* _COMPLETE THE FOLLOWING_:
a) Say whether each statement below agrees with the excerpt about John Sencio. Answer yes or no for each, and quote the words from the excerpt that decide it.
(i) Sencio studied at Emerson College.
(ii) Sencio worked as a VJ on MTV for six years.
(iii) Rude Awakening aired music videos in the evening.
b) Continue the biographical text about John Sencio below, starting after its last sentence.

* _EXCERPT_:

John Sencio is an American television producer, host and radio personality. He is also a two-time cancer survivor. He currently resides in Los Angeles according to his official website.

Sencio grew up in Holliston, Massachusetts. Prior to working in television he was a counselor for young people with emotional and behavioral disorders. He is a graduate of Emerson College, where he studied television, film, and radio.

He was a popular VJ on MTV for four years during the mid-1990s. He hosted a number of shows on MTV including Rude Awakening, which aired music videos from 6 am to 7 am. He was known for writing and producing his own skits. He interviewed a number of celebrities, from music artists such as Snoop Dogg, athletes such as Wayne Gretzky, and movie stars including Nicolas Cage, Halle Berry, John Travolta, and Jodie Foster. Sencio remained under contract to Viacom (MTV's Parent Company) until 1998.

He had a lower profile on television for a period after leaving MTV. During this time he did star in a short lived sitcom for Warner Bros. He also had hosting stints on Simplify Your Life for the Fine Living Network, 48 Hour Wedding for PAX television network, and Movie Buzz for the Fox Entertainment Group. According to IMDb, he had bit parts in motion pictures as well. It is implied on his official website that this phase was a result of focusing on personal projects ranging from independent film to music.

* _SOURCE INFORMATION_:
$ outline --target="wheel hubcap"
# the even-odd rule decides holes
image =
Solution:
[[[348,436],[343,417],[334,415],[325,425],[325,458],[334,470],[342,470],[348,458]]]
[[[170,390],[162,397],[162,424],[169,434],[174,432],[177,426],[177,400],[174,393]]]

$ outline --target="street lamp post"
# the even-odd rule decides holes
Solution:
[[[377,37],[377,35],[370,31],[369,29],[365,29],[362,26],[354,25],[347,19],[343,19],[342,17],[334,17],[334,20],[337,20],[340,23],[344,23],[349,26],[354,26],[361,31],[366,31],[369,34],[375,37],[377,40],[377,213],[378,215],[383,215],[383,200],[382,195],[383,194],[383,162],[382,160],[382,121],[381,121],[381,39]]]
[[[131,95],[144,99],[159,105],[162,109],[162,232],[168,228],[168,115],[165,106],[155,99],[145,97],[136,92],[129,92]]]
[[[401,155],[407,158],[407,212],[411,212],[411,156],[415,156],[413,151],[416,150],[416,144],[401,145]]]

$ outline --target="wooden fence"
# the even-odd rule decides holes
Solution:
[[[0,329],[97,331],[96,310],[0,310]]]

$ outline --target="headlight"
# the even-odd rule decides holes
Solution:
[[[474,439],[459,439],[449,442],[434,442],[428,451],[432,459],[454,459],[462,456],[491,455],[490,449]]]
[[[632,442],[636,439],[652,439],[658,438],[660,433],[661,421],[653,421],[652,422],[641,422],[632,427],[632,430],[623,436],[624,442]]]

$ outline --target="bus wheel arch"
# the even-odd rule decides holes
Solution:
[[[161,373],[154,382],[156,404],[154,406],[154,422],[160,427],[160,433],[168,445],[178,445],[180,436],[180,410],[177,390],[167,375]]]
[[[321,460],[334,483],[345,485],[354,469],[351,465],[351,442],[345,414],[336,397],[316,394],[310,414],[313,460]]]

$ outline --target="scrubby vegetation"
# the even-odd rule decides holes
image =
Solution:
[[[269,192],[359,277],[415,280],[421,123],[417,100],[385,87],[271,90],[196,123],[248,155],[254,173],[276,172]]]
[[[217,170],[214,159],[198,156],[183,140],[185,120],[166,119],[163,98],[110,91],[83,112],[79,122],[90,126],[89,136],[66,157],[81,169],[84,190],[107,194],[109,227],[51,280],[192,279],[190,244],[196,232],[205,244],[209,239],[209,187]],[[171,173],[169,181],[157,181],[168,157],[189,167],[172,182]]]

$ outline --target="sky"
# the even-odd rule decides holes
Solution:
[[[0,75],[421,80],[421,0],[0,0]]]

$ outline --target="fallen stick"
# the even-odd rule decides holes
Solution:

* _WRITTEN RESPONSES_:
a)
(i) Yes: "He is a graduate of Emerson College, where he studied television, film, and radio."
(ii) No: "He was a popular VJ on MTV for four years during the mid-1990s."
(iii) No: "which aired music videos from 6 am to 7 am."

b)
Sencio is a cancer survivor. According to The Cancer Survivors Network, it was during this early phase of his career that he underwent chemotherapy and radiation therapy for Hodgkin's Lymphoma. He was treated at NYU Medical Center, in New York City. On the American Cancer Society website, Sencio is described as having a “miraculous” recovery.

He returned to higher profile roles on television in the mid-2000s.

In 2004 and 2005, he was an anchor and reporter for a nationally syndicated reality show, produced by NBC, called Home Delivery. This program was a blend of daytime talk and broadcast journalism. People Magazine described Home Delivery as a show in which Sencio “fan[s] out across the country to make dreams come true and hurts go away.”
Home Delivery was re-launched in 2009 on the ION Network. According to an article on Wellness.com, John Sencio began motivational speaking in Los Angeles following Home Delivery.

In 2006, he hosted and produced television specials, and guest anchored the national news program The Daily Buzz.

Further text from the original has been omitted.